Collecting Partition Statistics

ANALYZE_STATISTICS_PARTITION collects and aggregates data samples and storage information for a range of partitions in the specified table. Vertica writes the collected statistics to the database catalog.

If you specify multiple partitions, they must be continuous. Different collections can overlap—for example, given partition keys of 1 through 99, successive calls to ANALYZE_STATISTICS_PARTITION can collect statistics for partitions 1-60 and 50-99. Similarly, one collection of statistics can be a subset of an earlier collection. In all cases, Vertica stores only the most recent statistics for each partition range. Thus, given the previous example, Vertica uses only statistics from the second collection for partition keys 50 through 60.

Narrowing the Collection Scope

Like ANALYZE_STATISTICS, ANALYZE_STATISTICS_PARTITION lets you narrow scope of analysis to a subset of a table's columns. You can also control the size of the data sample that it collects. For details on these options, see Collecting Table Statistics.

Example

The following table stores sales data and is partitioned by order dates:

CREATE TABLE public.store_orders_fact
(
    product_key int,
    product_version int,
    store_key int,
    vendor_key int,
    employee_key int,
    order_number int,
    date_ordered date NOT NULL,
    date_shipped date NOT NULL,
    quantity_ordered int,
    shipper_name varchar(32)

* **Written task 1**:
State how many lines of the listing contain the string "cascading", giving only the number.
The partition statistics passage and the listing below it have no connection to each other.

* **Extracted entries**:
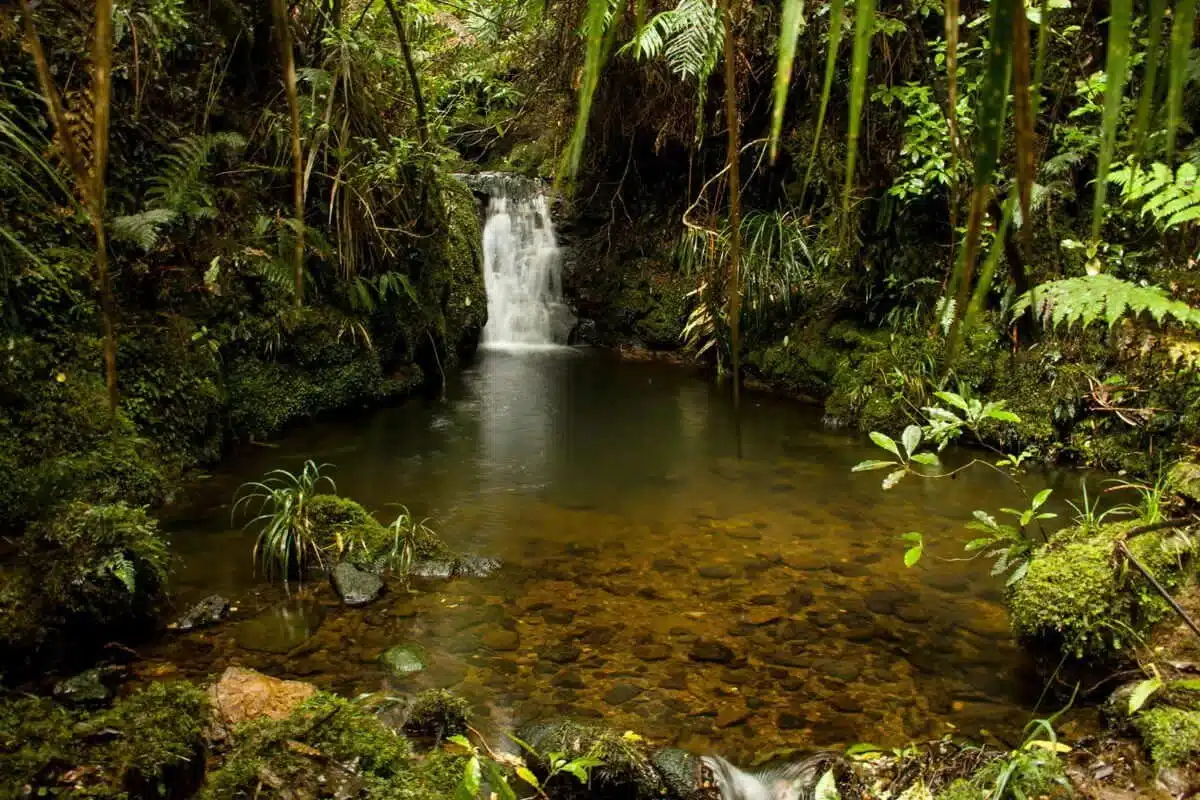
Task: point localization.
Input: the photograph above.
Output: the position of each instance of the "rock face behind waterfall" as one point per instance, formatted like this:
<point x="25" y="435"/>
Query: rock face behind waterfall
<point x="522" y="264"/>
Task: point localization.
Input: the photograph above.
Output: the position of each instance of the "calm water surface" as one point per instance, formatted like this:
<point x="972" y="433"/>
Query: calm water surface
<point x="635" y="540"/>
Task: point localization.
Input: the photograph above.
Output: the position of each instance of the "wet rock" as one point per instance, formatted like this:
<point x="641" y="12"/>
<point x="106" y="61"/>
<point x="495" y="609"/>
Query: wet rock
<point x="353" y="585"/>
<point x="709" y="650"/>
<point x="622" y="693"/>
<point x="85" y="689"/>
<point x="797" y="599"/>
<point x="652" y="651"/>
<point x="562" y="653"/>
<point x="403" y="660"/>
<point x="281" y="629"/>
<point x="502" y="639"/>
<point x="681" y="773"/>
<point x="243" y="695"/>
<point x="209" y="611"/>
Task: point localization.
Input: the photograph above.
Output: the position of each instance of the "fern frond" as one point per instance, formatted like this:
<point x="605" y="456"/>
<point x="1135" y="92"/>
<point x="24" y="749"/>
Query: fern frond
<point x="1101" y="296"/>
<point x="142" y="229"/>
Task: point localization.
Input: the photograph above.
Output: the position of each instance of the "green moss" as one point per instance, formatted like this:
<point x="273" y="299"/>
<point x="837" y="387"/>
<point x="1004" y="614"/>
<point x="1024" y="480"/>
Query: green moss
<point x="1170" y="734"/>
<point x="148" y="745"/>
<point x="1073" y="594"/>
<point x="437" y="713"/>
<point x="329" y="741"/>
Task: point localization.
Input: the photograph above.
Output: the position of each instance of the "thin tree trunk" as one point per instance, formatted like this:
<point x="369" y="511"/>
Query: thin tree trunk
<point x="733" y="277"/>
<point x="423" y="125"/>
<point x="283" y="31"/>
<point x="89" y="184"/>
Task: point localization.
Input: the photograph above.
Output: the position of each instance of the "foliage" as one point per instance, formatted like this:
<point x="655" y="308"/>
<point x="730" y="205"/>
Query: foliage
<point x="287" y="542"/>
<point x="1090" y="298"/>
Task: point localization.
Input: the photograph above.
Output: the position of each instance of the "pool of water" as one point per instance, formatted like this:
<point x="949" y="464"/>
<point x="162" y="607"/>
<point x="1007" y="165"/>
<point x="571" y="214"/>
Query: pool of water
<point x="652" y="576"/>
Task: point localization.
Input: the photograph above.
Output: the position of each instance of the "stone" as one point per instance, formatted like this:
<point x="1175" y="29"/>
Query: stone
<point x="562" y="653"/>
<point x="709" y="650"/>
<point x="243" y="695"/>
<point x="502" y="639"/>
<point x="622" y="693"/>
<point x="209" y="611"/>
<point x="652" y="651"/>
<point x="731" y="715"/>
<point x="403" y="660"/>
<point x="353" y="585"/>
<point x="85" y="689"/>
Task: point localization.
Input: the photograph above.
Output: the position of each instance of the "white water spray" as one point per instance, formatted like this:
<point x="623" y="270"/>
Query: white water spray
<point x="521" y="268"/>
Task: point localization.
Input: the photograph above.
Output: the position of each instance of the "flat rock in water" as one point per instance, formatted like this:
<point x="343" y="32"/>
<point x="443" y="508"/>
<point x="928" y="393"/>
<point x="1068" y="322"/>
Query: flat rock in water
<point x="403" y="660"/>
<point x="209" y="611"/>
<point x="355" y="587"/>
<point x="281" y="629"/>
<point x="85" y="689"/>
<point x="246" y="695"/>
<point x="709" y="650"/>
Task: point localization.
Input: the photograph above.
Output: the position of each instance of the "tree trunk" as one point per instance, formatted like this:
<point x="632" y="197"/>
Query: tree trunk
<point x="733" y="276"/>
<point x="423" y="125"/>
<point x="283" y="32"/>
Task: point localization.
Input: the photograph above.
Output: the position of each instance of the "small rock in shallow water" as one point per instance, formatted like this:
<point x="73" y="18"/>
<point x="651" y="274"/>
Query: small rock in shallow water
<point x="708" y="650"/>
<point x="622" y="693"/>
<point x="355" y="587"/>
<point x="209" y="611"/>
<point x="403" y="660"/>
<point x="85" y="689"/>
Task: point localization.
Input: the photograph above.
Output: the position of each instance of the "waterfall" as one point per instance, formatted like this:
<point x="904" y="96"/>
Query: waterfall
<point x="521" y="265"/>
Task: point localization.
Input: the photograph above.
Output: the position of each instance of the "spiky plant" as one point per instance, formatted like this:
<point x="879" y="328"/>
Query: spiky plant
<point x="287" y="542"/>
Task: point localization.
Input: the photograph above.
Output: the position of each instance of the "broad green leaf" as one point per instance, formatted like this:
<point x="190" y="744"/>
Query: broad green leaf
<point x="1141" y="693"/>
<point x="472" y="779"/>
<point x="886" y="441"/>
<point x="864" y="25"/>
<point x="869" y="464"/>
<point x="1182" y="32"/>
<point x="789" y="32"/>
<point x="1116" y="73"/>
<point x="893" y="479"/>
<point x="835" y="25"/>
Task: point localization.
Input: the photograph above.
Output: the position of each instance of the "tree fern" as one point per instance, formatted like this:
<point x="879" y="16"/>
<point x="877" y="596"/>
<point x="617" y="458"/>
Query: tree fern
<point x="1171" y="199"/>
<point x="1101" y="296"/>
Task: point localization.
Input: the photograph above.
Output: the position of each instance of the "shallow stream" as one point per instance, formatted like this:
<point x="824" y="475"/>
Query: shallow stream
<point x="651" y="576"/>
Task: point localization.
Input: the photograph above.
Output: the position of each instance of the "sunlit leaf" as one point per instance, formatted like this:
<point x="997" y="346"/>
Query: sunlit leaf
<point x="789" y="34"/>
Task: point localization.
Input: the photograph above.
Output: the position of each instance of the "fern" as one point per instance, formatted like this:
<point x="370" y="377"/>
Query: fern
<point x="1171" y="199"/>
<point x="1101" y="296"/>
<point x="142" y="229"/>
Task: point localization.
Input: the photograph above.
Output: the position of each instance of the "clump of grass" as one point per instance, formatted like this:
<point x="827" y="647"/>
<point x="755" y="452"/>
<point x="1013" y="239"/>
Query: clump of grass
<point x="281" y="501"/>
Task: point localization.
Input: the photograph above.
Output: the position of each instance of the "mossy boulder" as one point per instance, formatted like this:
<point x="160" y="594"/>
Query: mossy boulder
<point x="1079" y="596"/>
<point x="148" y="745"/>
<point x="1170" y="734"/>
<point x="625" y="767"/>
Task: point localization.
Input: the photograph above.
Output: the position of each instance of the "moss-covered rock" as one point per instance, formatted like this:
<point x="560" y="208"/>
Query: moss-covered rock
<point x="437" y="713"/>
<point x="1170" y="734"/>
<point x="148" y="745"/>
<point x="1077" y="596"/>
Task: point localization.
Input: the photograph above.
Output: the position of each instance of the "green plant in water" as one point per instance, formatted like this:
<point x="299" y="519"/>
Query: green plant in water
<point x="287" y="542"/>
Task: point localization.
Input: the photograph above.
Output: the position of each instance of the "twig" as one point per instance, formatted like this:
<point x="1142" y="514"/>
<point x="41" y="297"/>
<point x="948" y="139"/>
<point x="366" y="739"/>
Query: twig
<point x="1159" y="589"/>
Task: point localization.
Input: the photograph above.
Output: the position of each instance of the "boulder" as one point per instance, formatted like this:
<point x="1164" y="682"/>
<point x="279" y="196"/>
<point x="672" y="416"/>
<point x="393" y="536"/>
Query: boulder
<point x="353" y="585"/>
<point x="209" y="611"/>
<point x="244" y="695"/>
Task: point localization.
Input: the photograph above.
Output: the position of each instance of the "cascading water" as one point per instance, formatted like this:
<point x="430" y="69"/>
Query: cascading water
<point x="521" y="265"/>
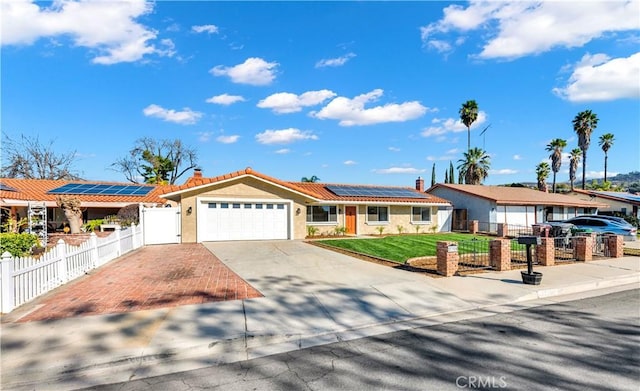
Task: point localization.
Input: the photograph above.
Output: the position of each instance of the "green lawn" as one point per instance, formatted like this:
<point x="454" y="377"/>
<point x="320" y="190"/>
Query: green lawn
<point x="402" y="247"/>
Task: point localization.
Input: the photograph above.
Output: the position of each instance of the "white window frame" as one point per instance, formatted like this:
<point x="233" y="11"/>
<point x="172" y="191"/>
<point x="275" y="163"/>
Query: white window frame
<point x="310" y="207"/>
<point x="366" y="215"/>
<point x="425" y="222"/>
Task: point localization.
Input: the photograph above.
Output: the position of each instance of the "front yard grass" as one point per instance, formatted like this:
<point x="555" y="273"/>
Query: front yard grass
<point x="400" y="248"/>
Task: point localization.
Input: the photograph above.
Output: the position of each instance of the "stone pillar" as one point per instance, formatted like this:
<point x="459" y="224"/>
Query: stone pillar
<point x="447" y="253"/>
<point x="473" y="227"/>
<point x="615" y="246"/>
<point x="500" y="254"/>
<point x="583" y="248"/>
<point x="546" y="252"/>
<point x="502" y="230"/>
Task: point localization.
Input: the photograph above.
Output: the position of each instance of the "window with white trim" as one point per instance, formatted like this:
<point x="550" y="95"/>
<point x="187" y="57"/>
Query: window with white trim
<point x="378" y="214"/>
<point x="421" y="214"/>
<point x="322" y="214"/>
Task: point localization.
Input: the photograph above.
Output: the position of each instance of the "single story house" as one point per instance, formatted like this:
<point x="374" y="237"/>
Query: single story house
<point x="618" y="202"/>
<point x="98" y="199"/>
<point x="248" y="205"/>
<point x="519" y="206"/>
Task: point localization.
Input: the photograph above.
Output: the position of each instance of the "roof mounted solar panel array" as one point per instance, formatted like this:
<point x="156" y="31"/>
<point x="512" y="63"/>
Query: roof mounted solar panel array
<point x="370" y="191"/>
<point x="96" y="189"/>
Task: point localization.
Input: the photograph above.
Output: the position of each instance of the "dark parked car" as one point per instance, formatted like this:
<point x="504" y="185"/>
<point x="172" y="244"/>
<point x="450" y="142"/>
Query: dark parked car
<point x="604" y="224"/>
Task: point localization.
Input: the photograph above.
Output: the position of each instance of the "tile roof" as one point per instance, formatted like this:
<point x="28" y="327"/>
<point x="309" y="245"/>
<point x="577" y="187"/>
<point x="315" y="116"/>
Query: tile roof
<point x="505" y="195"/>
<point x="37" y="190"/>
<point x="317" y="191"/>
<point x="327" y="195"/>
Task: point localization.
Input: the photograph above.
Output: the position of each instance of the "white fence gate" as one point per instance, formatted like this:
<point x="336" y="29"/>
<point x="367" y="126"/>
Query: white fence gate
<point x="161" y="225"/>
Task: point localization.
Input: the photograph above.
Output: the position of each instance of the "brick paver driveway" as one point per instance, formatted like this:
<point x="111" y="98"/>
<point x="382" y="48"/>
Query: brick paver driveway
<point x="152" y="277"/>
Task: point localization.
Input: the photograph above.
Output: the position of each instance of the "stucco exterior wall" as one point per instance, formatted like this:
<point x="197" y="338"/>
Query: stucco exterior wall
<point x="477" y="208"/>
<point x="244" y="188"/>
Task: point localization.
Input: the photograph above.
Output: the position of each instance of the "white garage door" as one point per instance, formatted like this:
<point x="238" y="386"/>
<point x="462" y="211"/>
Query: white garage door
<point x="233" y="220"/>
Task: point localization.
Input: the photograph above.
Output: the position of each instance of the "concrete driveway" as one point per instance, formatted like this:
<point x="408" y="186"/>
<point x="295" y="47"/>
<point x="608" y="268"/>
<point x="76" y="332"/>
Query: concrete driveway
<point x="312" y="288"/>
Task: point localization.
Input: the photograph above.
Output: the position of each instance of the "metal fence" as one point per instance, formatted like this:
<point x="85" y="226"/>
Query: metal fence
<point x="563" y="249"/>
<point x="473" y="255"/>
<point x="519" y="254"/>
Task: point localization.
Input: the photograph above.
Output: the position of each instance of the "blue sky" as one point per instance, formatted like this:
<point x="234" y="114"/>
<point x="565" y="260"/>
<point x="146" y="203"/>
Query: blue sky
<point x="352" y="92"/>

* **Written task 2**:
Quote the partition statistics passage between "ANALYZE_STATISTICS_PARTITION collects and" and "50 through 60.", inclusive.

* **Full answer 1**:
2

* **Full answer 2**:
ANALYZE_STATISTICS_PARTITION collects and aggregates data samples and storage information for a range of partitions in the specified table. Vertica writes the collected statistics to the database catalog.

If you specify multiple partitions, they must be continuous. Different collections can overlap—for example, given partition keys of 1 through 99, successive calls to ANALYZE_STATISTICS_PARTITION can collect statistics for partitions 1-60 and 50-99. Similarly, one collection of statistics can be a subset of an earlier collection. In all cases, Vertica stores only the most recent statistics for each partition range. Thus, given the previous example, Vertica uses only statistics from the second collection for partition keys 50 through 60.